**Data extract:**
━━━━━━━━━━━━━━━━━━━━━━━━━━━━━━

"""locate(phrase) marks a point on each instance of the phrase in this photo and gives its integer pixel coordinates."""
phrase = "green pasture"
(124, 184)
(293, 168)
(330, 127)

━━━━━━━━━━━━━━━━━━━━━━━━━━━━━━

**What the task asks:**
Nothing should be left out or altered, so reproduce the whole listing.

**Answer to this problem:**
"""locate(phrase) marks a point on each instance of the phrase in this photo and gives its integer pixel coordinates."""
phrase = "green pasture"
(124, 184)
(293, 168)
(330, 127)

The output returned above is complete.